## Tekst źródłowy
______________________________

To co jeszcze wzmacnia to wrażenie to fakt że oni wiedzą że teraz te Wydarzenia nadchodzą i że praktycznie nie ma już nic do uczynienia, a mimo to te Wysokie Istoty znajdują się wciąż jeszcze w tym nieuwolnionym Matriksie Oddaleń, z dala od Duchowego Światła i z dala od Boga. To jest paradoks który objawi się Wam bardzo szybko bo Rzeczywistość zlikwiduje wszystkie wątpliwości i wszystkie Wasze starania zostaną wynagrodzone wielką niebiańską Radością. Podniesienie oznacza wyciągnięcie z tego jeszcze ociężałego Matriksa i podniesienie się ponad niego. I tak długo jak jest jeszcze coś do uczynienia, pojedynczy Wojownicy Światła Pierwszej Godziny pozostają wpleceni w ten jeszcze ociężały Matriks.
Co jest jeszcze do uczynienia?
Należy utrzymać określoną skalę Wibracji Światła aby mogło nastąpić Podniesienie. To oznacza że Kapitanowie tonących statków 4D wsiadają jako ostatni do szalup ratunkowych i tym samym Ci Wysocy Mistrzowie tego i wielu Światów, tego i wielu Poziomów zejdą jako OSTATNI z Poziomów Hologramu 4D na których są jeszcze obecni poprzez ich Świadomość lub też ich Części Duszy. Jednak koniec tej Służby jest już przewidziany (widoczny).

______________________________

## Polecenie A
Proszę policzyć wiersze rekordów zawierające ciąg "target", uwzględniając wielkość liter, i podać wyłącznie liczbę.

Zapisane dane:
______________________________

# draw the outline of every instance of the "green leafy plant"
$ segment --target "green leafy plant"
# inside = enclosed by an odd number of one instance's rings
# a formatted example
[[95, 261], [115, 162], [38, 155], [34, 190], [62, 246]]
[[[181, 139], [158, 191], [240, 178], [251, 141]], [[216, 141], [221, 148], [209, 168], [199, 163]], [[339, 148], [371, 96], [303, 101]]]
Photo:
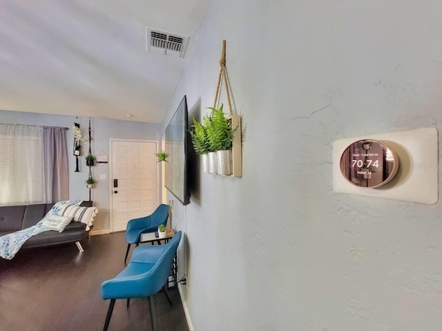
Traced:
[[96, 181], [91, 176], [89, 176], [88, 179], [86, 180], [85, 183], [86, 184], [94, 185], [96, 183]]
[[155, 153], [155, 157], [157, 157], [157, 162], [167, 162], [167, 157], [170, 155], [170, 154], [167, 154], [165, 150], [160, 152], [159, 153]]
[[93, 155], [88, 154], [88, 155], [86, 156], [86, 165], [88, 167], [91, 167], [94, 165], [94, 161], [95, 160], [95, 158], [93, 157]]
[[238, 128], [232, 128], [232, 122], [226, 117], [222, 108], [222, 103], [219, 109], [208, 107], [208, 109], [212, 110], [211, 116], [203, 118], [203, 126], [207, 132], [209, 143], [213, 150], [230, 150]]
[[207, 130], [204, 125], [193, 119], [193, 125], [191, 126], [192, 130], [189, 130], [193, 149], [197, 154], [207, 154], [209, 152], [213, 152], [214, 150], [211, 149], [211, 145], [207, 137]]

______________________________

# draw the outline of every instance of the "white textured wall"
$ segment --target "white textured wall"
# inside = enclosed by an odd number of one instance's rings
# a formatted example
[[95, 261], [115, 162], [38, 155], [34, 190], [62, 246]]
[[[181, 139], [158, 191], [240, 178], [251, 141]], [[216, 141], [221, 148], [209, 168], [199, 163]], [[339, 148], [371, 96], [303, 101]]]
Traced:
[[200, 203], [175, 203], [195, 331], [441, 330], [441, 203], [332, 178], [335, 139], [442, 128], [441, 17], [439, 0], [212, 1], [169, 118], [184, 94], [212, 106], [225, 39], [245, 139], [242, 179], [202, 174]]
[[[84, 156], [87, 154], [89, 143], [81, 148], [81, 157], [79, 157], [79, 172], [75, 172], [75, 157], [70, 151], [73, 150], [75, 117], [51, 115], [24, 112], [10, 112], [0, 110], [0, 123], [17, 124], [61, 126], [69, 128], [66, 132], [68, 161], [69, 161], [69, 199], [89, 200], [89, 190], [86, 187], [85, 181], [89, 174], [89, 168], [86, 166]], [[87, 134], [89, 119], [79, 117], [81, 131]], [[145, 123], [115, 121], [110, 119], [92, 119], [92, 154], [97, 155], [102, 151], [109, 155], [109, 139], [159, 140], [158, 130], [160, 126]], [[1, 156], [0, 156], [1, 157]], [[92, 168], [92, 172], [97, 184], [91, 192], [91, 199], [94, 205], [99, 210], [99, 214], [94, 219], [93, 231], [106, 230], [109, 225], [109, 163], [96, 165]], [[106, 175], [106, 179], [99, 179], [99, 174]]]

______________________________

## Polecenie B
Kto według tekstu źródłowego wsiada jako ostatni do szalup ratunkowych?

## Rozwiązanie zadania A
2

## Rozwiązanie zadania B
Kapitanowie tonących statków 4D.